Please copy everything from the line containing "point: brown soil" down to the end of the records, swapping "green tractor" for "blue tractor" and leaving all else as it is.
************
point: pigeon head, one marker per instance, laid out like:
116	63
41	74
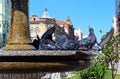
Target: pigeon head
91	30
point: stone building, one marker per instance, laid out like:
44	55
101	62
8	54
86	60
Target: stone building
38	26
5	20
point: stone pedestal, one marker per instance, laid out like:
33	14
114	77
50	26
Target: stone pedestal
19	36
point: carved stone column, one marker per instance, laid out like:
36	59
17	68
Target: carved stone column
19	36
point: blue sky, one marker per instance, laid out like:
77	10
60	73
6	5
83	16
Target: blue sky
97	14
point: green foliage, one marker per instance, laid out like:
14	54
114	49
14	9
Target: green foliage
96	72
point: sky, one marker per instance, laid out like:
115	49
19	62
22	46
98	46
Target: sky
97	14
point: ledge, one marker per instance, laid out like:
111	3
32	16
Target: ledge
45	61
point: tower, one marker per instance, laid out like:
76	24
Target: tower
45	14
5	20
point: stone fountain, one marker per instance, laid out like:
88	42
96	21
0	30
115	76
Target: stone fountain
20	59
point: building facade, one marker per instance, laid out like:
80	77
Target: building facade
38	26
5	20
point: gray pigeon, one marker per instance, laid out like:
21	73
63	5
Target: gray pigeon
89	42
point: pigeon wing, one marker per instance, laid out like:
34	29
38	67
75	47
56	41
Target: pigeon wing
107	38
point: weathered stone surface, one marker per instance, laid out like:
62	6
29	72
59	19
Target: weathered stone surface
45	61
19	36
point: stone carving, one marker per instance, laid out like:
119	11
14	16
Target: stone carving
19	36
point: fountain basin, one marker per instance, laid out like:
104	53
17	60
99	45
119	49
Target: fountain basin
45	61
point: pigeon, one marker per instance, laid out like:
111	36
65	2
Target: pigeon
48	34
46	42
64	43
106	39
88	42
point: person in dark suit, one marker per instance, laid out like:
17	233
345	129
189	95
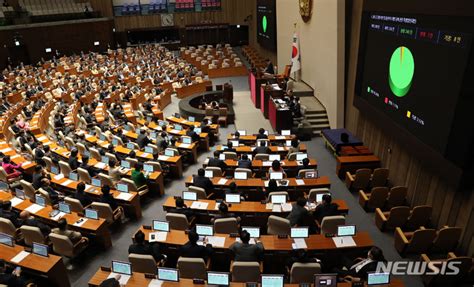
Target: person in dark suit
216	162
143	139
191	133
261	134
73	160
243	251
200	180
326	208
108	198
38	176
53	195
11	278
144	248
29	220
8	213
244	162
224	213
181	208
193	250
81	195
90	169
230	147
262	148
298	212
357	269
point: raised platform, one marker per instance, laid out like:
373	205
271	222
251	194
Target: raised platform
189	106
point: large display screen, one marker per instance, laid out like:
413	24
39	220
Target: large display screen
266	24
412	68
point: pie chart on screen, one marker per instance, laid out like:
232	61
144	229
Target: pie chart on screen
401	71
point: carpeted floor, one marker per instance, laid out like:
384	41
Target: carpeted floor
249	118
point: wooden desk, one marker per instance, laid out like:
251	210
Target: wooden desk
353	163
272	243
244	207
96	228
52	266
258	182
132	204
283	150
139	280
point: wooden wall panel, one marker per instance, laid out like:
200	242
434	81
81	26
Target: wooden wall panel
451	206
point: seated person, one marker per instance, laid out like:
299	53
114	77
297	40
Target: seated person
295	147
143	139
200	180
9	277
73	161
191	133
276	167
138	176
81	194
216	162
140	246
224	213
29	220
356	270
233	190
244	162
193	250
243	251
74	236
10	168
230	148
38	175
325	208
261	134
261	149
53	194
181	208
114	171
85	165
7	212
108	198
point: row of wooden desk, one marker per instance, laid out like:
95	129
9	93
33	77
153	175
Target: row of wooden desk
139	280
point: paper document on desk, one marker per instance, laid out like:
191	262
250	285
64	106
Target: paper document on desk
123	278
222	181
58	216
15	201
251	241
67	182
267	163
299	243
163	157
286	207
300	182
276	208
84	220
216	241
34	208
344	241
100	165
19	257
158	236
199	205
155	283
59	176
124	196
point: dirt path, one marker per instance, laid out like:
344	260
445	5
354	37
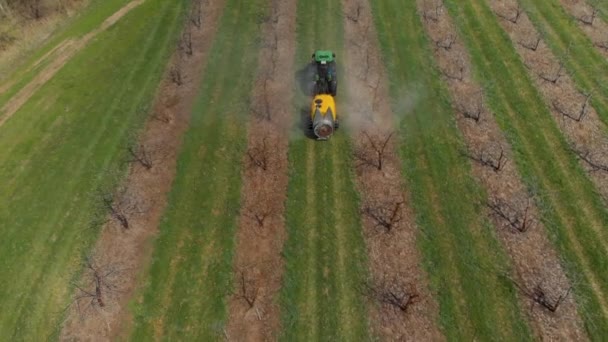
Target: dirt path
587	134
393	257
532	255
590	22
162	134
261	233
66	51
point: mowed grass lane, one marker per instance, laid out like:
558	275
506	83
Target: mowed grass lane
90	18
587	67
64	144
325	253
458	244
191	273
571	207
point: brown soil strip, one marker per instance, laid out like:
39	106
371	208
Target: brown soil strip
394	259
533	258
129	250
61	58
57	50
592	24
588	134
258	264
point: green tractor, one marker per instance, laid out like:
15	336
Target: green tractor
326	73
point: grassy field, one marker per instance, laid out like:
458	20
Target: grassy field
191	273
324	252
77	27
70	139
61	146
586	65
572	209
457	242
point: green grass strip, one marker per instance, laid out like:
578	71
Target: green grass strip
************
#### Answer to this exercise:
point: brown soil strip, one marker per instance, laid out like:
39	106
371	208
Target: brown soil strip
394	259
533	258
129	250
61	58
57	50
592	24
588	134
258	264
point: blue tractor, one marker per instance, laid out like:
15	336
Target: blue tractor
326	73
point: grassy field, one marker per instance, laid out like:
458	20
Target: grassy field
191	273
324	252
77	27
70	139
61	146
586	65
572	209
457	242
point: green grass strip, one marker per instance, laid out like:
578	71
Target: green grass strip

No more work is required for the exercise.